- _Selected passage_
+ + +

Exploring Question Understanding and Adaptation in Neural-Network-Based Question Answering

Introduction

Enabling computers to understand given documents and answer questions about their content has recently attracted intensive interest, including but not limited to the efforts as in (Richardson et al., 2013; Hermann et al., 2015; Hill et al., 2015; Rajpurkar et al., 2016; Nguyen et al., 2016; Berant et al., 2014). Many specific problems such as machine comprehension and question answering often involve modeling such question-document pairs.

The recent availability of relatively large training datasets (see Section 2 for more details) has made it more feasible to train and estimate rather complex models in an end-to-end fashion for these problems, in which a whole model is fit directly with given question-answer tuples and the resulting model has shown to be rather effective.

+ + +

- _Requirement A_
Please judge whether each statement agrees with the question-answering passage, answering yes or no and quoting the deciding words of the passage: (i) The availability of relatively large training datasets has made end-to-end training of complex models more feasible. (ii) Problems such as machine comprehension rarely involve modeling question-document pairs. (iii) In the end-to-end approach, a whole model is fit directly with given question-answer tuples.
- _Requirement B_
Reproduce word for word everything in the question-answering passage from "Exploring Question Understanding" down to "be rather effective.".

+ + +

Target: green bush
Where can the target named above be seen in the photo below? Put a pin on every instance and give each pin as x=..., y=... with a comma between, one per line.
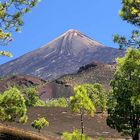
x=40, y=123
x=60, y=102
x=75, y=135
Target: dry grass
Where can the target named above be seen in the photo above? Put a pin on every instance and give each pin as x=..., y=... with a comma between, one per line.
x=12, y=131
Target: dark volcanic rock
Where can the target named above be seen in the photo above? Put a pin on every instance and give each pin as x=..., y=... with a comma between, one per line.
x=64, y=55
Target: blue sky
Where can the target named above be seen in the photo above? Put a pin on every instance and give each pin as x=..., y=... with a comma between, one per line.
x=50, y=18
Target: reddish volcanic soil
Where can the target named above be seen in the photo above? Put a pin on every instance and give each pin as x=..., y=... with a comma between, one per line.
x=61, y=120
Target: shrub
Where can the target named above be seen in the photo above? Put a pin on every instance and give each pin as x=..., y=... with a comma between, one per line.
x=75, y=135
x=40, y=123
x=60, y=102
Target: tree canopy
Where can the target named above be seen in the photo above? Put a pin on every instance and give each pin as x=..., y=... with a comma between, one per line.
x=131, y=11
x=124, y=114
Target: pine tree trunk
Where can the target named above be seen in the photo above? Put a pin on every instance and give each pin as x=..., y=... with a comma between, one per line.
x=82, y=124
x=136, y=136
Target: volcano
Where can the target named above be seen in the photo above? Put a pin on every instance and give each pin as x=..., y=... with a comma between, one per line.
x=64, y=55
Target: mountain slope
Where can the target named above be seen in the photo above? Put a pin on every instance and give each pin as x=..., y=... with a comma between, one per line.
x=63, y=87
x=64, y=55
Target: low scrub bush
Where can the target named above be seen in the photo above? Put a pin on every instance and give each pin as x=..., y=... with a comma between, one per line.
x=60, y=102
x=75, y=135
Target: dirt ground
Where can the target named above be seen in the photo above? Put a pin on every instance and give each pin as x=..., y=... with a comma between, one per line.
x=61, y=119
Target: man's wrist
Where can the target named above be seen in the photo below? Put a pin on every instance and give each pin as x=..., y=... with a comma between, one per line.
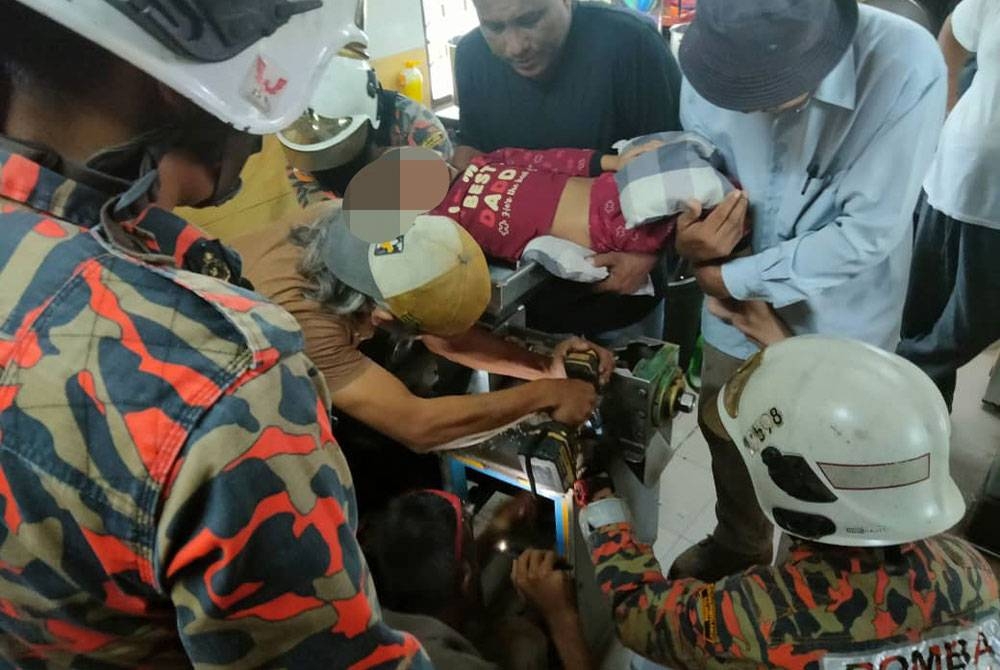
x=563, y=619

+ + +

- _Written reply A_
(i) Yes: "has made it more feasible to train and estimate rather complex models in an end-to-end fashion for these problems"
(ii) No: "Many specific problems such as machine comprehension and question answering often involve modeling such question-document pairs."
(iii) Yes: "in which a whole model is fit directly with given question-answer tuples"

- _Written reply B_
Exploring Question Understanding and Adaptation in Neural-Network-Based Question Answering

Introduction

Enabling computers to understand given documents and answer questions about their content has recently attracted intensive interest, including but not limited to the efforts as in (Richardson et al., 2013; Hermann et al., 2015; Hill et al., 2015; Rajpurkar et al., 2016; Nguyen et al., 2016; Berant et al., 2014). Many specific problems such as machine comprehension and question answering often involve modeling such question-document pairs.

The recent availability of relatively large training datasets (see Section 2 for more details) has made it more feasible to train and estimate rather complex models in an end-to-end fashion for these problems, in which a whole model is fit directly with given question-answer tuples and the resulting model has shown to be rather effective.